• **WHAT IS REQUIRED**
Please repeat each entry. Match every word exactly.

(MATERIAL PROVIDED Opens)

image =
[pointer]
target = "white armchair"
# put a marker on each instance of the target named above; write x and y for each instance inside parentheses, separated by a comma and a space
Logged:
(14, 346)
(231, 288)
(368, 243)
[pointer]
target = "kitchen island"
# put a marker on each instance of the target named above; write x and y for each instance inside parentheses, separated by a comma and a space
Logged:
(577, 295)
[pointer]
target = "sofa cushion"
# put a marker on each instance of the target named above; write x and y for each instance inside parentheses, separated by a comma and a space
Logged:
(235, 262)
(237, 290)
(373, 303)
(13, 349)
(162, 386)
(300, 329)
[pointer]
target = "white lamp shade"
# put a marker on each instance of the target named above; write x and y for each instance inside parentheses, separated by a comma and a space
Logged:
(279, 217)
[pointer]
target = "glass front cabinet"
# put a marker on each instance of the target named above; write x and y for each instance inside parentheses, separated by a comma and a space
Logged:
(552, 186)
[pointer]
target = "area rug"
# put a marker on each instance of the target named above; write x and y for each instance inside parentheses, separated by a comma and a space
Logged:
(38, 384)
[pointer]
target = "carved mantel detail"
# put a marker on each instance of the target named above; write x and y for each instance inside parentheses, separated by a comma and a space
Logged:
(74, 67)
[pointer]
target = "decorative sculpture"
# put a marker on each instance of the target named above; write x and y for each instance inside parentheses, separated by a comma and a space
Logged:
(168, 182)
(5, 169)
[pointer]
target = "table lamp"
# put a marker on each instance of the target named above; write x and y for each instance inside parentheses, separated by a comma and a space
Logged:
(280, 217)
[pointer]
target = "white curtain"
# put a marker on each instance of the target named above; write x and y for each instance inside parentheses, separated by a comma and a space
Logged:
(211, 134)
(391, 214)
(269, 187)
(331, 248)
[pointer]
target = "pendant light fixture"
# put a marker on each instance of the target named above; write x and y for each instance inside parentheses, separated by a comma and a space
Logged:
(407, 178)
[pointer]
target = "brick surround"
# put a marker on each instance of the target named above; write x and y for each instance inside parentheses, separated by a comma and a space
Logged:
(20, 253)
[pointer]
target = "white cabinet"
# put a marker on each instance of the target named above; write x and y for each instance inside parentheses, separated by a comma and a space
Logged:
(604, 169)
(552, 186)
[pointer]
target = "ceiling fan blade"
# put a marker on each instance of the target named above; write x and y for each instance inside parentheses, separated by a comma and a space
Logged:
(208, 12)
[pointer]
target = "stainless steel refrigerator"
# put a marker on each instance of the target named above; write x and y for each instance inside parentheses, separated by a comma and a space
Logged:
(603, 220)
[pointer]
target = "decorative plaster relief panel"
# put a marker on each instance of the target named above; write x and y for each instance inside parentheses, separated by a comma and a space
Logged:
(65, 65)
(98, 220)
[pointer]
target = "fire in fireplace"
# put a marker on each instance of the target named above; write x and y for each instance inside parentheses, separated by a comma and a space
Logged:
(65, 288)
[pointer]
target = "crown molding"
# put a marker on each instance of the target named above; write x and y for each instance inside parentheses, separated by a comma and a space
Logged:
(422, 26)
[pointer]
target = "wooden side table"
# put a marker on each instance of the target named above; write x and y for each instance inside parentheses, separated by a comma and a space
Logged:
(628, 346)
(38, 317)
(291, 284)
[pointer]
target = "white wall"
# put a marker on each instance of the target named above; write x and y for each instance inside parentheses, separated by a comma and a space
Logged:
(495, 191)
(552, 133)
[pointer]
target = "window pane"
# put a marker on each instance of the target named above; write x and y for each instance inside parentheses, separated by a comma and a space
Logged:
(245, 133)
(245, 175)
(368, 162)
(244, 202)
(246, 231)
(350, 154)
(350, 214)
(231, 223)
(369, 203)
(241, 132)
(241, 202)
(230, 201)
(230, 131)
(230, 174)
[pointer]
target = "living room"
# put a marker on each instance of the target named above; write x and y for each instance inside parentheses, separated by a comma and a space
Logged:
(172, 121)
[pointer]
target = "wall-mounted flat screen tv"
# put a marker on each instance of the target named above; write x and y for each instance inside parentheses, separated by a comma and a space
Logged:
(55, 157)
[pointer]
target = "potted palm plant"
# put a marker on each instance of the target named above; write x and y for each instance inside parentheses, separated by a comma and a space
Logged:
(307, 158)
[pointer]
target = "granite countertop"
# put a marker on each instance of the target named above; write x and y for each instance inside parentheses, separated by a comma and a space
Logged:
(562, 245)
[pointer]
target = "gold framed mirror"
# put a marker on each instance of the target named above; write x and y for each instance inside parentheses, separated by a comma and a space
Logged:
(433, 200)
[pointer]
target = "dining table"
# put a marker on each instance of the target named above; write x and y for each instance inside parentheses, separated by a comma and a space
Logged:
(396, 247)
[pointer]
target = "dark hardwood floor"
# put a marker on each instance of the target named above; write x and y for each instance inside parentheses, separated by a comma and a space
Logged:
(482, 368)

(MATERIAL PROVIDED Closes)

• **SOLUTION TO THIS TASK**
image =
[pointer]
target = "white armchair"
# put a marker on each instance of the target named above; write x and y for each instance inside parentheses, separated by a comma and a space
Logged:
(14, 346)
(231, 288)
(368, 243)
[pointer]
target = "kitchen island"
# put a marker on each instance of the target named above; write x and y for each instance inside parentheses, separated by a comma and a space
Logged:
(577, 295)
[pointer]
target = "sofa cushion"
# put a marker on each instance of the target named above; write x and y for each instance inside parentheses, separated by a comma and a space
Logged:
(235, 262)
(237, 290)
(373, 303)
(13, 349)
(162, 386)
(300, 329)
[pointer]
target = "white lamp shade"
# put a marker on each instance of the target named above; write x and y for each instance inside parentheses, separated by a comma and a space
Logged:
(279, 217)
[pointer]
target = "glass front cabinet"
# put a marker on each instance of the target named above; write x and y for each instance inside parentheses, separated by a comma and a space
Logged:
(552, 186)
[pointer]
target = "area rug"
# put a marker on each instance of the target named above; write x and y for each instance inside parentheses, separated by a comma and a space
Logged:
(38, 384)
[pointer]
target = "carved mantel detail"
# put a marker on each instance of the target named above; write x and y for each instance inside parentheses, separated by a comma and a space
Logged:
(74, 67)
[pointer]
target = "decorative sculpture"
# put a marker on each instance of the target named above; write x and y for each instance inside parentheses, separated by a comma and a space
Logged:
(168, 182)
(5, 169)
[pointer]
target = "table lamp"
# put a marker on each instance of the target named above; write x and y for each instance inside parentheses, separated by a comma and a space
Logged:
(280, 217)
[pointer]
target = "white curtain"
# put a marker on each instance of the target named above; write x and y for each instance inside parentheses, separated by a comma and a space
Logged:
(211, 134)
(391, 214)
(269, 187)
(331, 248)
[pointer]
target = "pendant light fixture"
# put a marker on each instance of the target named above; write x and y for each instance inside parentheses, separated by a comma and a space
Logged:
(407, 178)
[pointer]
target = "brick surround"
# put a marker on each instance of the target named above; write x and y for each instance inside parentheses, separated by a comma and a space
Logged:
(20, 253)
[pointer]
target = "white cabinet"
# put a marker on each instance of the target named above; write x and y for each instance inside parentheses, separated by a comma and a space
Logged:
(604, 169)
(552, 186)
[pointer]
target = "ceiling fan blade"
# put a marker on each instance of the target named above; write x and y for each instance inside parentheses, separated by a comma and a space
Logged:
(208, 12)
[pointer]
target = "stainless steel refrigerator"
# put a marker on each instance of the target named above; write x and y for each instance inside parentheses, separated by a comma and a space
Logged:
(603, 220)
[pointer]
target = "decorative plaster relief panel"
# put a marker on each instance of the target named above; write x and y for each instance inside parentheses, separated by a comma and a space
Logged:
(65, 65)
(98, 220)
[pointer]
target = "fire in fireplace"
# put a marker on each instance of the target named above; write x and y for each instance inside parentheses, separated by a comma and a space
Logged:
(65, 288)
[pointer]
target = "crown molding"
# put a marker on each instance of the target named above; write x and y for each instance inside parentheses, separated by a comma and a space
Logged:
(422, 26)
[pointer]
target = "wooden side table"
# put a marker on each instance of the target named above; write x and y for each instance inside parentheses, separated by a comma and a space
Logged:
(628, 346)
(38, 317)
(291, 284)
[pointer]
target = "white wall"
# put a marker on each instance of the target named above; write x and y for each instance inside parentheses, separated by a comma and a space
Logged:
(495, 191)
(552, 133)
[pointer]
target = "window pane"
# put a marker on each instance of the target named above; write x and y for each instance inside parentheses, separated by a comma and a space
Logged:
(245, 133)
(245, 175)
(368, 162)
(244, 202)
(246, 231)
(350, 154)
(350, 214)
(231, 223)
(369, 203)
(241, 132)
(241, 202)
(230, 201)
(230, 131)
(230, 174)
[pointer]
target = "living room"
# put a marker on each instance of the target named above; write x and y for each instance inside parentheses, separated by a comma and a space
Logged:
(172, 121)
[pointer]
target = "wall-mounted flat screen tv"
# put a marker on each instance of the target named above; write x and y for each instance inside parentheses, separated by a comma and a space
Logged:
(55, 157)
[pointer]
target = "potted palm plant"
# put a marker on each instance of the target named above; write x and y for each instance inside parentheses, separated by a comma and a space
Logged:
(307, 158)
[pointer]
target = "granite countertop"
# put a marker on each instance of the target named above; write x and y for each instance inside parentheses, separated by a comma and a space
Logged:
(562, 245)
[pointer]
target = "gold framed mirror"
# put a marker on each instance of the target named above; write x and y for each instance inside parentheses, separated by a comma and a space
Logged:
(433, 200)
[pointer]
target = "dining table"
# put a marker on each instance of the target named above; write x and y for each instance inside parentheses, separated by a comma and a space
Logged:
(396, 247)
[pointer]
target = "dark hardwood floor"
# put a marker on each instance of the target named above; write x and y for each instance inside parentheses, separated by a comma and a space
Logged:
(482, 368)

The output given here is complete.